==== Excerpted text ====
One of the more complex damage issues that must be addressed in all fire, smoke, and heat claims is the amount of damage to personal property in areas of a structure far away from the main fire. The collection of smoke, soot, and ash particles, as well as the ascertainment of heat, is always an issue. Even small amounts of residual particles can cause a foul odor or leave dangerous by-products. Heat and heated moisture can cause long-term damage, which is often noted as fading of color and degradation of material.
These issues are at play in New York litigation involving an extraordinarily expensive art claim. An article, Art Collector Ron Perelman’s $410M Insurance Claim Will Head to Trial, reported the following:
Perelman’s attorneys, and the experts he hired during the years-long insurance investigation, have long asserted that while damage might not be visible, the simple fact that they were in a fire means they were damaged. During the hearing, his attorneys presented testimony from Jennifer Mass, president of Scientific Analysis of Fine Art, who was hired to scientifically analyze the works. In her testimony, she said all the works sustained fire-related damage despite being in protective cases. but she can’t exactly prove what that damage is. Instead, she claimed that ‘the conditions of the fire would necessarily have shortened the lifetime trajectory’ of the paintings. When Judge Cohen asked how the paintings could be damaged if there was no visible damage, Perelman’s lawyers referenced Mass’s testimony that the fire and the water used to extinguish it would accelerate the formation of compounds that otherwise occur naturally, shortening the paintings’ lifespan by an as yet imperceptible and incalculable degree.
====
In the passage on fire damage claims, who was hired to scientifically analyze Perelman's works?
==== Data listing ====
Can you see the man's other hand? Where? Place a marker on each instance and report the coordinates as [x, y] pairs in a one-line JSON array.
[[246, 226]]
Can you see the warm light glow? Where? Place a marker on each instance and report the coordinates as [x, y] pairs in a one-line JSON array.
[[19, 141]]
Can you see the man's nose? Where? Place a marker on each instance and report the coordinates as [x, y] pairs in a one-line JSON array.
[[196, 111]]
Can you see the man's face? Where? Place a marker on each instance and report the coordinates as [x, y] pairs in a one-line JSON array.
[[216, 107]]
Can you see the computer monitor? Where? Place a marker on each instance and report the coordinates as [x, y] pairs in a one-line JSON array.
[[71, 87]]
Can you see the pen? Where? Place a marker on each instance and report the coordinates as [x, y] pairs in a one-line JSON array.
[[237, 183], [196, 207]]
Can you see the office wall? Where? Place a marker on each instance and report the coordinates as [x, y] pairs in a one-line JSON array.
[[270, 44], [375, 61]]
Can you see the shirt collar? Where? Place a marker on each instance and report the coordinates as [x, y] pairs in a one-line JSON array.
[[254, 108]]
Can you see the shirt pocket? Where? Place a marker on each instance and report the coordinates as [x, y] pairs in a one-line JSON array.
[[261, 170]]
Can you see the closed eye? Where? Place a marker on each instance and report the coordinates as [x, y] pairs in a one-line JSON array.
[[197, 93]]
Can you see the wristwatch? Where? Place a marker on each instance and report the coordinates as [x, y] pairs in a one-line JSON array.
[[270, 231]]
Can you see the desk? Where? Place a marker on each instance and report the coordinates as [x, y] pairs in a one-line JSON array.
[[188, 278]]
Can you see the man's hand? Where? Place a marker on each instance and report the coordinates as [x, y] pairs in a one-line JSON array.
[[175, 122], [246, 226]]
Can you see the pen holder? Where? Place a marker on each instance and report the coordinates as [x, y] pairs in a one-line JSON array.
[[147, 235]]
====
**Exercise solution**
Jennifer Mass, president of Scientific Analysis of Fine Art.